### SUPPLIED DATA
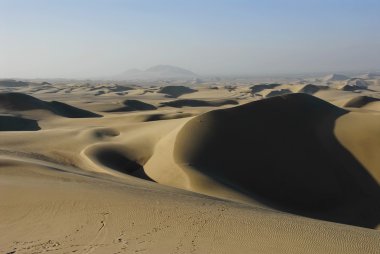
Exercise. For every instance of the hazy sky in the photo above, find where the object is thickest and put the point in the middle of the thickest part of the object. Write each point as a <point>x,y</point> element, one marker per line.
<point>90,38</point>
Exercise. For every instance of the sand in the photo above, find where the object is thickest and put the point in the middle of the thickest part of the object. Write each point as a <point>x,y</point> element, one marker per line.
<point>106,168</point>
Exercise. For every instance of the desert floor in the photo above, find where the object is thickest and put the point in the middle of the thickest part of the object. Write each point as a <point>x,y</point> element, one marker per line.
<point>215,168</point>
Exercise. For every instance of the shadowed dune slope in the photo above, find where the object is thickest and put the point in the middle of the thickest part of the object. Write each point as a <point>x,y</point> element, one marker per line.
<point>310,89</point>
<point>360,101</point>
<point>23,102</point>
<point>198,103</point>
<point>12,123</point>
<point>260,87</point>
<point>176,91</point>
<point>282,152</point>
<point>133,105</point>
<point>117,158</point>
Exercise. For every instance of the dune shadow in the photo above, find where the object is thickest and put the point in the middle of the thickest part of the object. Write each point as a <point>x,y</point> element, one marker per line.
<point>118,161</point>
<point>13,123</point>
<point>283,152</point>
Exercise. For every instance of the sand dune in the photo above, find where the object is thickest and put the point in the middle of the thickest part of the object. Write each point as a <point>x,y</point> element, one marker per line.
<point>198,103</point>
<point>300,168</point>
<point>12,123</point>
<point>360,101</point>
<point>261,87</point>
<point>133,105</point>
<point>219,178</point>
<point>176,91</point>
<point>22,102</point>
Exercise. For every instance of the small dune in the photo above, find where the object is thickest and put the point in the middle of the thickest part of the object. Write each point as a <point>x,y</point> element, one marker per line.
<point>282,152</point>
<point>198,103</point>
<point>159,117</point>
<point>12,123</point>
<point>176,91</point>
<point>260,87</point>
<point>12,83</point>
<point>360,101</point>
<point>272,93</point>
<point>23,102</point>
<point>116,158</point>
<point>309,89</point>
<point>133,105</point>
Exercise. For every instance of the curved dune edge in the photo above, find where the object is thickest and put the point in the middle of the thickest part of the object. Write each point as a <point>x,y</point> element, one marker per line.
<point>331,188</point>
<point>67,212</point>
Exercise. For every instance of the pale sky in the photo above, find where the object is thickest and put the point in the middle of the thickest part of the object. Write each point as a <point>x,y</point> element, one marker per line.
<point>92,38</point>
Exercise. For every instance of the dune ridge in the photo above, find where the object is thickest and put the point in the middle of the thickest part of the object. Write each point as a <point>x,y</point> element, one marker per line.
<point>316,175</point>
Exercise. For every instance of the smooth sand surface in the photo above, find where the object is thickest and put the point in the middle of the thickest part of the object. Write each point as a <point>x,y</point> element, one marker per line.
<point>106,168</point>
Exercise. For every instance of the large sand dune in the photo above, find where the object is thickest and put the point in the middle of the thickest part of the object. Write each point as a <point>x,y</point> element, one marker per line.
<point>287,174</point>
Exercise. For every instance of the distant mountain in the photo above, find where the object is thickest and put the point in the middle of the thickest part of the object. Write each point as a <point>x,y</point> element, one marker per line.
<point>157,72</point>
<point>335,77</point>
<point>370,75</point>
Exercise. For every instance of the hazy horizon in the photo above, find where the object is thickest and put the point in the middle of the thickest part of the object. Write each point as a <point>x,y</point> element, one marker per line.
<point>97,38</point>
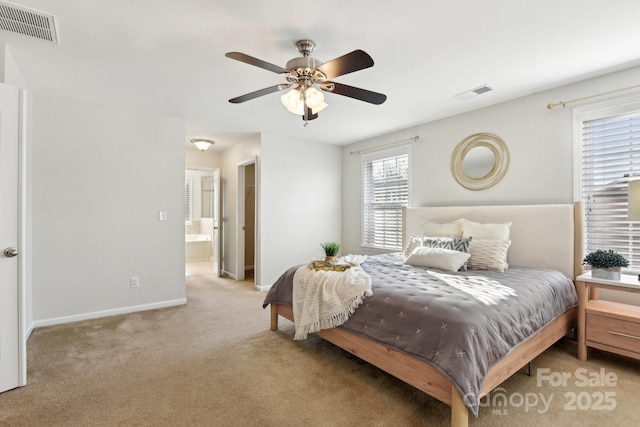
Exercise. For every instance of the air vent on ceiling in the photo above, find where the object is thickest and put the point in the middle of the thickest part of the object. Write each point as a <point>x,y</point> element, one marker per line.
<point>28,22</point>
<point>474,92</point>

### WHAT IS BEING ASKED
The result should be the full listing, retyped exactly and free of pictures.

### ANSWER FOR THE TASK
Exercise. For every instance of the hazy sky in the photo above, find where the object is thickest and put the point in the middle of the thickest part of the object. Write each point as a <point>x,y</point> element, one marker per line.
<point>90,38</point>
Exercise. For every instance of the sand in the photo above, find where the object is thickest and put the point in the middle of the thickest part of the object. Write each point as a <point>x,y</point> element, one marker per line.
<point>106,168</point>
Exercise. For every instance of the desert floor in the photo above, find where the object is thickest and put the point in the middle of the thickest part of the object. Write each point as a <point>x,y</point> element, one marker per line.
<point>215,168</point>
Exercise. For every instance of the shadowed dune slope in the photo above, find where the object is thickest and put the point in the middle of the thickest part of the object. Write each point as a <point>x,y</point> element, one marker per line.
<point>310,89</point>
<point>360,101</point>
<point>23,102</point>
<point>198,103</point>
<point>12,123</point>
<point>260,87</point>
<point>176,91</point>
<point>282,152</point>
<point>133,105</point>
<point>117,158</point>
Exercise. For every instance of the dune shadow in the photo above, find where the object is thickest and put the point in the middle of the thickest part of the object. Write each point as a <point>x,y</point> element, one marker per line.
<point>118,161</point>
<point>13,123</point>
<point>283,152</point>
Exercise. For every instance of the sand dune in the photo above, find where the object is thickest and put the point in the middle of the thickest part of the object. Write each point as a <point>x,y</point> element, one marker per line.
<point>198,103</point>
<point>300,168</point>
<point>12,123</point>
<point>360,101</point>
<point>261,87</point>
<point>133,105</point>
<point>219,178</point>
<point>176,91</point>
<point>22,102</point>
Exercise. For every instance of the small dune in the photo above, find where the object is thickest and put the point in the middle of the thickest part of the object. Write each point as a <point>x,y</point> element, one marker per line.
<point>282,152</point>
<point>198,103</point>
<point>159,117</point>
<point>12,123</point>
<point>176,91</point>
<point>260,87</point>
<point>12,83</point>
<point>360,101</point>
<point>272,93</point>
<point>23,102</point>
<point>116,158</point>
<point>309,89</point>
<point>133,105</point>
Exercise. For every instance of the curved dune edge in the photo above, find where the object is thickest and put the point in the middle of the thickest part of the object. Write each point as a <point>x,y</point> element, one marker per line.
<point>331,188</point>
<point>67,212</point>
Exercise. For every instance of the pale sky in the photo above, find where the object is thickest and put the point in the middle of the thickest part of the object. Write each point as a <point>x,y</point> element, one marker per line.
<point>92,38</point>
Exercise. For every instance of the dune ridge in the photo above, find where the object is thickest and put the point in the middle of the thickest part of the object. Write each point as a <point>x,y</point> element, one marker per line.
<point>316,175</point>
Exercise. For every instance of the smooth sand surface in the photo above, find where the object is thickest and put the point in the middle of the thickest part of the object. Write each point as a <point>x,y</point> element, one marker per line.
<point>106,168</point>
Exercise. For every instance of the large sand dune in the photo above, find where the object is thickest and put the point in the middle of the thickest part of the object. Write each point as a <point>x,y</point> element, one marker per line.
<point>287,174</point>
Exercise. For every instance of the distant mountain in the photo above, find where the object is thickest and put the point in the middle of the thickest part of the object. Write each point as a <point>x,y</point> element, one marker per line.
<point>157,72</point>
<point>335,77</point>
<point>370,75</point>
Exercise. For every instance of the hazy horizon in the photo above, find where the object is thickest and put the point in the middle of the thickest part of the object. Write each point as a <point>x,y</point> element, one marker per line.
<point>97,38</point>
Exercise. For every instance of the air vent on ceiling in the photo above, find where the object is thickest and put the point in the middle of the thickest part of the object. Write each point as a <point>x,y</point> element, one marker per line.
<point>28,22</point>
<point>474,92</point>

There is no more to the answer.